Point annotations for photos:
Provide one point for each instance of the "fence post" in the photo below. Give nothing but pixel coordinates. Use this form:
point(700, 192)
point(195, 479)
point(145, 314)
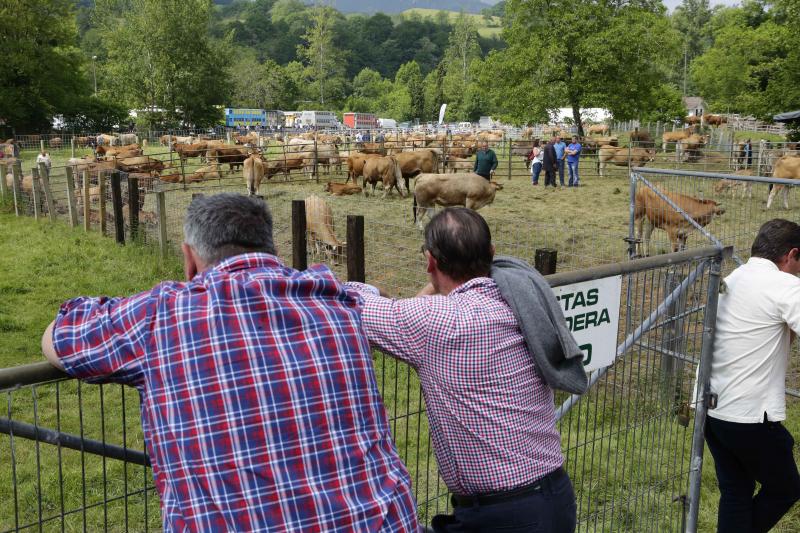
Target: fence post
point(509, 159)
point(161, 212)
point(35, 192)
point(16, 173)
point(3, 173)
point(101, 185)
point(133, 206)
point(299, 249)
point(356, 270)
point(87, 202)
point(44, 176)
point(73, 213)
point(116, 201)
point(701, 407)
point(545, 260)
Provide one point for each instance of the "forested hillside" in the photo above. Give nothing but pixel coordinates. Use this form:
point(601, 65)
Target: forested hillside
point(178, 61)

Given problem: Rewrite every line of the listing above, requests included, shifting each answer point by adding 116 to both its x and y coordinates while keeping the sample points in the requests as they are. Leave the pictures out.

In response:
Provide one point for each instance of the "fence post" in the photo below. Give nothing but pixel coordinates. Use this form:
point(700, 192)
point(195, 479)
point(145, 314)
Target: fence post
point(625, 275)
point(277, 328)
point(151, 308)
point(132, 289)
point(119, 289)
point(217, 301)
point(249, 322)
point(415, 365)
point(472, 386)
point(203, 318)
point(160, 292)
point(189, 329)
point(232, 317)
point(817, 523)
point(661, 376)
Provide one point for each instance of the "forested hillside" in the photo above. Give nothing but pixel coordinates. Use this form:
point(601, 65)
Target: forested hillside
point(294, 177)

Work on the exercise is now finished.